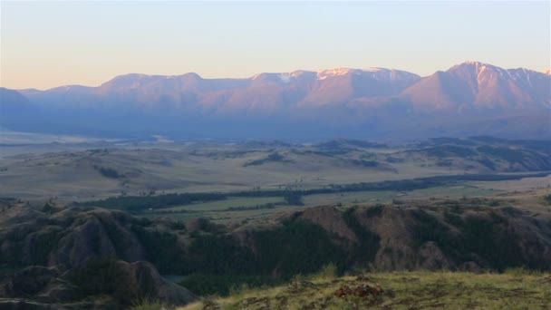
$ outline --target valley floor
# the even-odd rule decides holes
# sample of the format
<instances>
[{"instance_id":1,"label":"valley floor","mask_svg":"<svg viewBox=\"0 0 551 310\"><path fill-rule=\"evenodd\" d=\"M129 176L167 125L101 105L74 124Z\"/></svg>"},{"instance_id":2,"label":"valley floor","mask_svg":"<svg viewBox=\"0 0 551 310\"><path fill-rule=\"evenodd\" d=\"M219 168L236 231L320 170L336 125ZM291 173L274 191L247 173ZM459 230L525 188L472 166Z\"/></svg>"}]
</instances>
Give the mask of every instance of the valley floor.
<instances>
[{"instance_id":1,"label":"valley floor","mask_svg":"<svg viewBox=\"0 0 551 310\"><path fill-rule=\"evenodd\" d=\"M295 277L286 286L236 290L179 310L199 309L550 309L551 275L370 273Z\"/></svg>"}]
</instances>

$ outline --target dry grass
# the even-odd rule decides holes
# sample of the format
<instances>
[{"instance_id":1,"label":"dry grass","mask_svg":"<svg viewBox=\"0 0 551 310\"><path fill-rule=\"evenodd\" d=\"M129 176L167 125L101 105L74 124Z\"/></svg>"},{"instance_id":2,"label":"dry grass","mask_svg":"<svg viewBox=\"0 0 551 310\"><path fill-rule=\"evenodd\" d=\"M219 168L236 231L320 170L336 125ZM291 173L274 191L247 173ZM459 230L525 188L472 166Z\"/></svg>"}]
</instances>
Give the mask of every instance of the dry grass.
<instances>
[{"instance_id":1,"label":"dry grass","mask_svg":"<svg viewBox=\"0 0 551 310\"><path fill-rule=\"evenodd\" d=\"M338 297L343 286L379 284L377 296ZM215 306L215 307L208 307ZM206 306L207 305L207 306ZM321 274L288 286L210 297L180 310L214 309L549 309L551 275L522 269L474 275L451 272L372 273L333 278Z\"/></svg>"}]
</instances>

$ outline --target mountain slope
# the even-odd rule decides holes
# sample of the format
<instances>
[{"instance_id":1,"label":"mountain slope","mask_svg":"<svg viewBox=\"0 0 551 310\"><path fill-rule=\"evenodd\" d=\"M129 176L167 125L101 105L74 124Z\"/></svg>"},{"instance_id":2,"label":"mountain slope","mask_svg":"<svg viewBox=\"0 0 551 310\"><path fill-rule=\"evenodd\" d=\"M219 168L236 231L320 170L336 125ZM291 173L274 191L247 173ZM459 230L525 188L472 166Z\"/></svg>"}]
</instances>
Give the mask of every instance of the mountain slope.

THE EXERCISE. Please substitute "determines holes" for "decides holes" everywhere in the records above and give them again with nothing else changed. Leave the pictures out.

RESULT OF THE TASK.
$ outline --target valley floor
# the even-odd rule determines holes
# sample of the format
<instances>
[{"instance_id":1,"label":"valley floor","mask_svg":"<svg viewBox=\"0 0 551 310\"><path fill-rule=\"evenodd\" d=\"M129 176L167 125L101 105L74 124Z\"/></svg>"},{"instance_id":2,"label":"valley floor","mask_svg":"<svg viewBox=\"0 0 551 310\"><path fill-rule=\"evenodd\" d=\"M219 168L236 231L320 170L336 125ZM291 173L274 191L247 173ZM459 230L525 188L472 166Z\"/></svg>"}]
</instances>
Give the mask of every instance of the valley floor.
<instances>
[{"instance_id":1,"label":"valley floor","mask_svg":"<svg viewBox=\"0 0 551 310\"><path fill-rule=\"evenodd\" d=\"M295 277L286 286L236 290L179 310L199 309L550 309L551 275L370 273Z\"/></svg>"}]
</instances>

$ outline --target dry grass
# the even-odd rule determines holes
# sample of the format
<instances>
[{"instance_id":1,"label":"dry grass","mask_svg":"<svg viewBox=\"0 0 551 310\"><path fill-rule=\"evenodd\" d=\"M129 176L167 125L101 105L74 124Z\"/></svg>"},{"instance_id":2,"label":"dry grass","mask_svg":"<svg viewBox=\"0 0 551 310\"><path fill-rule=\"evenodd\" d=\"M219 168L236 231L320 170L336 125ZM291 173L274 191L247 173ZM459 230L525 188L472 166Z\"/></svg>"}]
</instances>
Give the mask of every instance of the dry grass.
<instances>
[{"instance_id":1,"label":"dry grass","mask_svg":"<svg viewBox=\"0 0 551 310\"><path fill-rule=\"evenodd\" d=\"M338 297L343 286L379 284L377 296ZM215 306L215 307L208 307ZM206 306L207 305L207 306ZM321 274L288 286L210 297L180 310L214 309L549 309L551 275L522 269L474 275L451 272L372 273L333 278Z\"/></svg>"}]
</instances>

$ outline --target mountain slope
# the even-odd rule determines holes
# sample of the format
<instances>
[{"instance_id":1,"label":"mountain slope","mask_svg":"<svg viewBox=\"0 0 551 310\"><path fill-rule=\"evenodd\" d=\"M129 176L167 125L101 105L74 124Z\"/></svg>"},{"instance_id":2,"label":"mountain slope","mask_svg":"<svg viewBox=\"0 0 551 310\"><path fill-rule=\"evenodd\" d=\"M219 168L236 231L320 170L336 125ZM291 173L274 191L247 173ZM459 230L525 188L472 166Z\"/></svg>"}]
</instances>
Give the mask of every instance of the mountain slope.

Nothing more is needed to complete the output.